Brief: Without changing a single word, restate the entries below.

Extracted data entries
__________________________________________________

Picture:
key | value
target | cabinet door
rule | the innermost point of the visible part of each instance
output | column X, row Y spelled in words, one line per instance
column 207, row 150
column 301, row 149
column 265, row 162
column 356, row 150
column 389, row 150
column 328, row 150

__________________________________________________

Response below:
Picture:
key | value
target | cabinet door
rule | the innermost point of the visible part of each instance
output | column X, row Y spelled in words, one line per instance
column 207, row 150
column 301, row 149
column 265, row 162
column 356, row 150
column 389, row 150
column 328, row 150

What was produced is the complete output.